INSTRUCTIONS TO FOLLOW =
In the source of fitzzftw.patch.lines, which class handles file headers (--- and +++)?

SUPPLIED PASSAGE =
Source code for fitzzftw.patch.lines

# File: src/fitzzftw/patch/lines.py
# Author: Fitzz TeXnik Welt
# Email: FitzzTeXnikWelt@t-online.de
# License: LGPLv2 or above

"""
lines
===============================

This module provides the structural representation of individual lines within
a patch file. It acts as a specialized parser that converts raw patch
fragments into intelligent objects capable of self-validation and metadata
extraction.

Core Line Types:
----------------
* **PatchLine**: 
  The base class for all lines, handling basic sanitization
  and trailing newline management.
* **HeadLine**: 
  Manages file headers (--- and +++), extracting paths,
  timestamps, and identifying null-device targets.

INFORMATION SUPPLIED =
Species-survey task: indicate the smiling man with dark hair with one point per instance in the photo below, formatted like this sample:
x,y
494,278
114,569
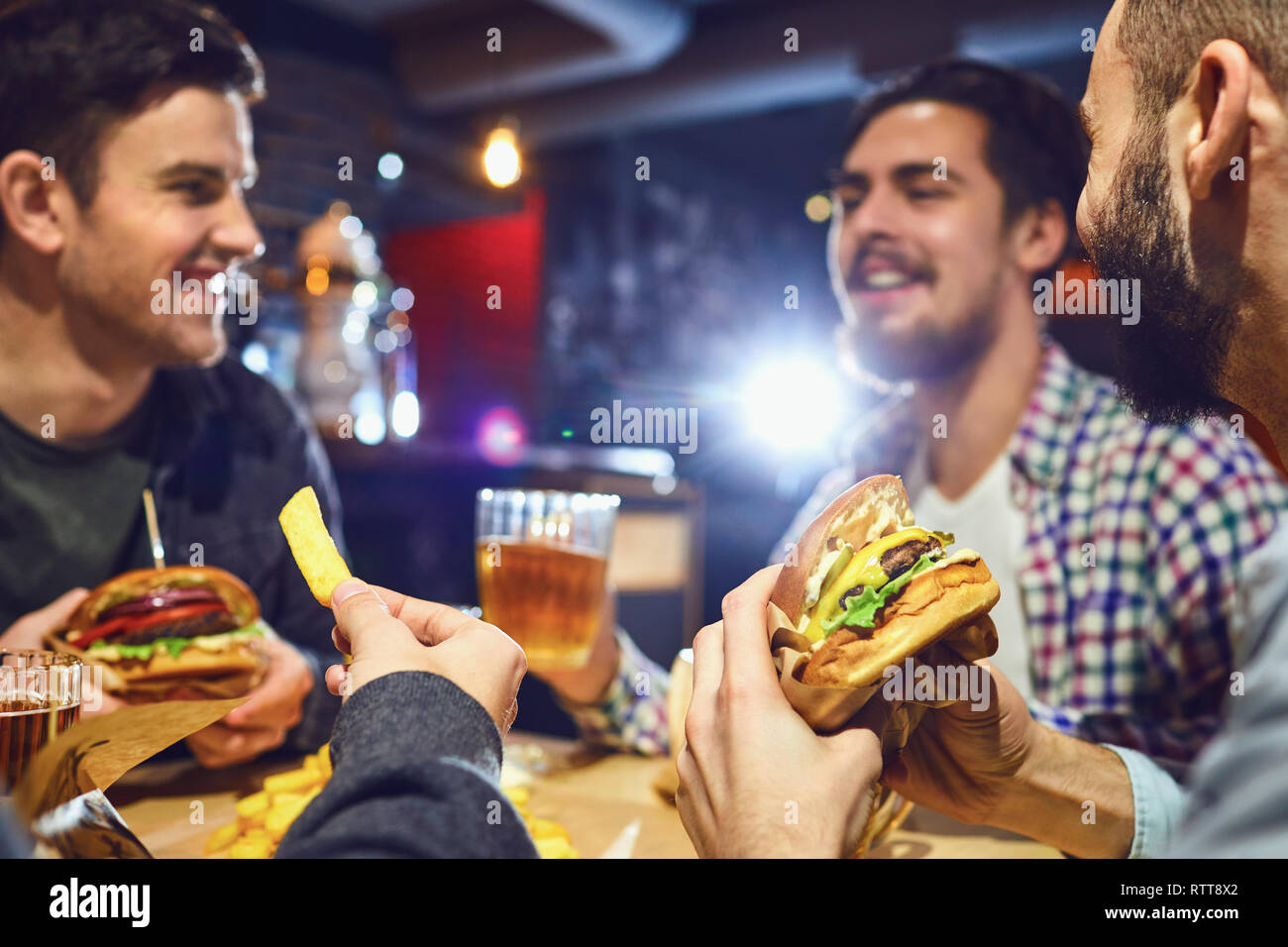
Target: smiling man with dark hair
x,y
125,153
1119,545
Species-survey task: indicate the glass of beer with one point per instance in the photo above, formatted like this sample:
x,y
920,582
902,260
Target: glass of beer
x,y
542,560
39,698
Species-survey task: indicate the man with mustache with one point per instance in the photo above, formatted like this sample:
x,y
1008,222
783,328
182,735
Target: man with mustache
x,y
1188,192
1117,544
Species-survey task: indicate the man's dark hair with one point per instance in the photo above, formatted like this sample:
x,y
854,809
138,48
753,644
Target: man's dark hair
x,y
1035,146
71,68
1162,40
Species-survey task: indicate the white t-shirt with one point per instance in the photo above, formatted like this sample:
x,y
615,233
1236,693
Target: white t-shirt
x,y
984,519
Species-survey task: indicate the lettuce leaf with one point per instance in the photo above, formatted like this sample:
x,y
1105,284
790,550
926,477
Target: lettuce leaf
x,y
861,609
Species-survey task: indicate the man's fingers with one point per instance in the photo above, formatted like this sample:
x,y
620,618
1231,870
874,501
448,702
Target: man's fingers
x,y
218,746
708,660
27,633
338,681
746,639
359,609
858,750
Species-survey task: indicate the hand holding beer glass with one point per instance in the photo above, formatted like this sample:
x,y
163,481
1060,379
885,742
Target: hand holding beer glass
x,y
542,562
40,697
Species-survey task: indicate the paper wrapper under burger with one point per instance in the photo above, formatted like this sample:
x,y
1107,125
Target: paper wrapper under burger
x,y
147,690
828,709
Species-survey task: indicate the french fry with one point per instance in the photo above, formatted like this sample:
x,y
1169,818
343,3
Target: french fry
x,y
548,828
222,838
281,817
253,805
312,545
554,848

FINISHED TASK =
HeadLine